**Required work**.
Scale the material from the line containing "ceiling, one point per instance." through the line containing "[[155, 37]]", and reproduce those lines with the requests included. Multiply every answer coordinate by 1.4 and round to whole numbers with halves going up, but leave the numbers in the requests and their format samples unchanged.

**Pointing and labeling entries**.
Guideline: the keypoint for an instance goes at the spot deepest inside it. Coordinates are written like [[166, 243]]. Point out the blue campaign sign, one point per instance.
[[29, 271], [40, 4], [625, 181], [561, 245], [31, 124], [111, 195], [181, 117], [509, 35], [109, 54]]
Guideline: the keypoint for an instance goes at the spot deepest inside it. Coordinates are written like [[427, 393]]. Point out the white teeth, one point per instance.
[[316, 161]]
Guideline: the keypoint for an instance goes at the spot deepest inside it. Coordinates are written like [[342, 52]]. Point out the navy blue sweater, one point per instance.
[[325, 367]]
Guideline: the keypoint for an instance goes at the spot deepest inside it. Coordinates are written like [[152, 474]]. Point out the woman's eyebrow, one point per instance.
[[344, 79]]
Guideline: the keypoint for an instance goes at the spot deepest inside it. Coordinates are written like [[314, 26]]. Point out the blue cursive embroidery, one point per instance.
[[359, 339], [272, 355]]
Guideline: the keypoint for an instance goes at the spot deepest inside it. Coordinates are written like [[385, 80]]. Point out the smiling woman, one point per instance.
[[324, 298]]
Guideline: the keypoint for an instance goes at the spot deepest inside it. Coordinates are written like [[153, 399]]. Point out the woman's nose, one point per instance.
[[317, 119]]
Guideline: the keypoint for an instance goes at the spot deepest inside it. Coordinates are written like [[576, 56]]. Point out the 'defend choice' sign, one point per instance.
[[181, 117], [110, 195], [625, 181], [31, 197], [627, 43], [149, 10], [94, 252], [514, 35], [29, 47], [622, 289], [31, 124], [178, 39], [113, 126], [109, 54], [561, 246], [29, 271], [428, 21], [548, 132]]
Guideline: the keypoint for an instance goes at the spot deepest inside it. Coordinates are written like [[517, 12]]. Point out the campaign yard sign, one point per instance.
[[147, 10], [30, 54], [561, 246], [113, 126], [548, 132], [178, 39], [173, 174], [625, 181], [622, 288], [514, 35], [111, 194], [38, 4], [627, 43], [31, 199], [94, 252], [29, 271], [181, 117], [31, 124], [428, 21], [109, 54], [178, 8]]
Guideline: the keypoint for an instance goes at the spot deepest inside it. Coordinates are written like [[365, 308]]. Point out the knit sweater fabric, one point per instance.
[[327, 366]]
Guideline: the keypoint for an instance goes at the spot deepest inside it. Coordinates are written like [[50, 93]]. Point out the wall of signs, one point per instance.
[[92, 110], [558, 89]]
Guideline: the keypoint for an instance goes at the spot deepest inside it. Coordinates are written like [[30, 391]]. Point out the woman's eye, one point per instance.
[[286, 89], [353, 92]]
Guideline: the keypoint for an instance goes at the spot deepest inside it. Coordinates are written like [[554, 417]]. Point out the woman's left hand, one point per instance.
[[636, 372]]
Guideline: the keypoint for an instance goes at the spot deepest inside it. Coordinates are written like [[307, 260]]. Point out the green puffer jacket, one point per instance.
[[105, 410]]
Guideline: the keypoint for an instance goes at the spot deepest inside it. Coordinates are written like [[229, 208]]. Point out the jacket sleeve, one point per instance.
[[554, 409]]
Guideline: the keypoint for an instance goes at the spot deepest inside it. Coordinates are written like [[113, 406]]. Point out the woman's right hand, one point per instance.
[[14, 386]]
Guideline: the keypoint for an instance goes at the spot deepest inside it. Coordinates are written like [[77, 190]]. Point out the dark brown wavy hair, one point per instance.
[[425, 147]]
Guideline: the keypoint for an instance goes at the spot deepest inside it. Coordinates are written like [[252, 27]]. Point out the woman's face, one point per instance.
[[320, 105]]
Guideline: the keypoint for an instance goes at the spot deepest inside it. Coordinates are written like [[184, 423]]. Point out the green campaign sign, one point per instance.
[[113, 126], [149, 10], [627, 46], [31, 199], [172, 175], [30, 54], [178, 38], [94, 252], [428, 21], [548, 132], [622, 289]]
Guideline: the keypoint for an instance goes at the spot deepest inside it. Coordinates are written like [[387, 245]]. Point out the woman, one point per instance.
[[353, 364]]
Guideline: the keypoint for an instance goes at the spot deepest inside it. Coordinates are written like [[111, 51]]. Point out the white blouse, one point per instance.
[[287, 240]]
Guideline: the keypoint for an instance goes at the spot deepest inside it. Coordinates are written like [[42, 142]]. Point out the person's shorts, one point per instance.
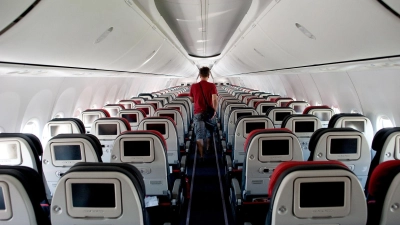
[[200, 128]]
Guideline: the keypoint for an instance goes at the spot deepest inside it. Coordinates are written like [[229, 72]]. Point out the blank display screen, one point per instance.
[[2, 202], [323, 116], [275, 147], [158, 127], [357, 125], [254, 126], [238, 115], [279, 116], [132, 118], [67, 152], [8, 151], [136, 148], [172, 116], [304, 126], [89, 119], [265, 108], [60, 129], [343, 146], [322, 194], [107, 129], [146, 110], [93, 195]]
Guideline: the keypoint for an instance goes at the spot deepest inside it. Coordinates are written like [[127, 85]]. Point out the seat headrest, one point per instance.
[[254, 133], [382, 177], [153, 132], [287, 118], [34, 187], [78, 122], [285, 168], [318, 134], [381, 136], [336, 117], [93, 140], [125, 121], [306, 110], [98, 110]]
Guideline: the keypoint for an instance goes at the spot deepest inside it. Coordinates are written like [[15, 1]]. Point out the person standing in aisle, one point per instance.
[[204, 96]]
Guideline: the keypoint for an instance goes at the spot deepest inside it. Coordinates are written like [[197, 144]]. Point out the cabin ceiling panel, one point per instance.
[[343, 30], [11, 10], [99, 34]]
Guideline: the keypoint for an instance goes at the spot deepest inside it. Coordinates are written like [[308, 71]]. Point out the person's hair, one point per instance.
[[204, 72]]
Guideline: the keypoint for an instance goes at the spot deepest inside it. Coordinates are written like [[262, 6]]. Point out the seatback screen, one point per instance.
[[56, 129], [67, 152], [158, 127], [357, 125], [322, 194], [250, 126], [323, 116], [343, 146], [238, 115], [8, 151], [265, 108], [89, 119], [275, 147], [279, 116], [93, 195], [2, 201], [107, 129], [170, 115], [132, 118], [136, 148], [304, 126]]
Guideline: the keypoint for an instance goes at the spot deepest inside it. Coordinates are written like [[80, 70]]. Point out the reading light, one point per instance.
[[305, 31]]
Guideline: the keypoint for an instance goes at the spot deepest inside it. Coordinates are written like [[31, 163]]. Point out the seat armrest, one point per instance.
[[183, 163], [228, 163]]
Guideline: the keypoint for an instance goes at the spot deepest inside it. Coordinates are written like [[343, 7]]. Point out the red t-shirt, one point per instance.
[[208, 89]]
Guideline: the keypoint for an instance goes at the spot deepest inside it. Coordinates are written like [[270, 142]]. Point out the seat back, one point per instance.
[[166, 126], [100, 193], [107, 130], [265, 150], [147, 151], [62, 126], [133, 116], [233, 117], [90, 115], [316, 193], [303, 126], [384, 190], [386, 145], [355, 121], [65, 150], [176, 116], [244, 126], [149, 109], [323, 112], [128, 103], [113, 109], [343, 144], [298, 106], [21, 195], [263, 106], [278, 114], [281, 102]]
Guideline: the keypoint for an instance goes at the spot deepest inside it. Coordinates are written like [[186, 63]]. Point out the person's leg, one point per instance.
[[200, 131]]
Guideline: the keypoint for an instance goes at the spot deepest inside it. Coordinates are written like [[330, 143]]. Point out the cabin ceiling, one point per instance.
[[155, 37]]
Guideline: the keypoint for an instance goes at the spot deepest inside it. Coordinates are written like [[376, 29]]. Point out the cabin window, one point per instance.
[[59, 115], [383, 122], [32, 126]]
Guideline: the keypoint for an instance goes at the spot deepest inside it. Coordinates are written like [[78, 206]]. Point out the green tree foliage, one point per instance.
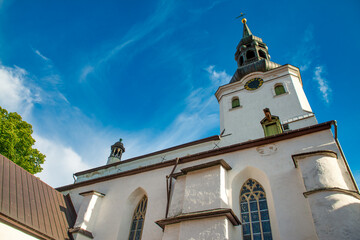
[[16, 142]]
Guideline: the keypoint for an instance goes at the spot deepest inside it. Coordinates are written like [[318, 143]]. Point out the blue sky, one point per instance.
[[86, 73]]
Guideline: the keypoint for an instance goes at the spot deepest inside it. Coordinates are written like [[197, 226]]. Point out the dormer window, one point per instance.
[[279, 89], [262, 54], [235, 102], [241, 60], [271, 124], [250, 54]]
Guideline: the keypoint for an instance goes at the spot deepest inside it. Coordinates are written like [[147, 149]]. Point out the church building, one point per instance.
[[273, 172]]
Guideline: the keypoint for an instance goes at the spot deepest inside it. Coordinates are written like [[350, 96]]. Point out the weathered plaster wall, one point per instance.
[[271, 165], [216, 228], [336, 215]]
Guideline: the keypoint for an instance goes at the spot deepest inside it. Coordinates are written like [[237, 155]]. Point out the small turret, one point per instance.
[[116, 152]]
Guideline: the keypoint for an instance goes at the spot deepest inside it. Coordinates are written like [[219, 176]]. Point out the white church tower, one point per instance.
[[273, 172], [263, 98]]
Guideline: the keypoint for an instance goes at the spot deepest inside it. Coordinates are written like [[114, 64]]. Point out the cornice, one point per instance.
[[227, 212]]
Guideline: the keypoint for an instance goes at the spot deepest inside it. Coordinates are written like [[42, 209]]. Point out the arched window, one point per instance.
[[279, 89], [250, 54], [137, 224], [254, 212], [241, 60], [262, 54], [235, 102]]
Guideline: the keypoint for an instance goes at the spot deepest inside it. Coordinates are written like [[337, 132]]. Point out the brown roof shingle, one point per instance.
[[31, 205]]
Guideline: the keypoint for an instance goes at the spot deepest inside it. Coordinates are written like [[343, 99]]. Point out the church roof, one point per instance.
[[192, 157], [32, 206]]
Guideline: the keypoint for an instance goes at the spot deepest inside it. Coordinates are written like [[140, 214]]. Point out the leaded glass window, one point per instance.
[[137, 224], [279, 89], [254, 212], [235, 103]]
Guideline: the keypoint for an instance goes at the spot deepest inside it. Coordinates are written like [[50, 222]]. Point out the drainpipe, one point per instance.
[[334, 123]]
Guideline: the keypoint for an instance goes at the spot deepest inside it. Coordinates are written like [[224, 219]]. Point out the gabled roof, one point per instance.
[[32, 206]]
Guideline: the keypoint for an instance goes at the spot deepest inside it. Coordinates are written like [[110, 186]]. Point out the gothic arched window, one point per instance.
[[137, 224], [241, 60], [235, 102], [254, 212], [262, 54]]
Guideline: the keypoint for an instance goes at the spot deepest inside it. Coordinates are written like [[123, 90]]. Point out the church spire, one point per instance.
[[246, 31], [251, 55]]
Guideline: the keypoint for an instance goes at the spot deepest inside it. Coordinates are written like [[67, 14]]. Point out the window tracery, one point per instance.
[[254, 212], [137, 224]]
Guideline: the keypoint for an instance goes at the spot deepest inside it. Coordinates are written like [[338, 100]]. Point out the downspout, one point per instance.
[[169, 187], [343, 156]]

**Answer for this exercise**.
Guideline: the keypoint for an instance goes at the spot deepest inside it. Coordinates are written like [[330, 143]]. Point out the cabin ceiling, one point per instance.
[[217, 52]]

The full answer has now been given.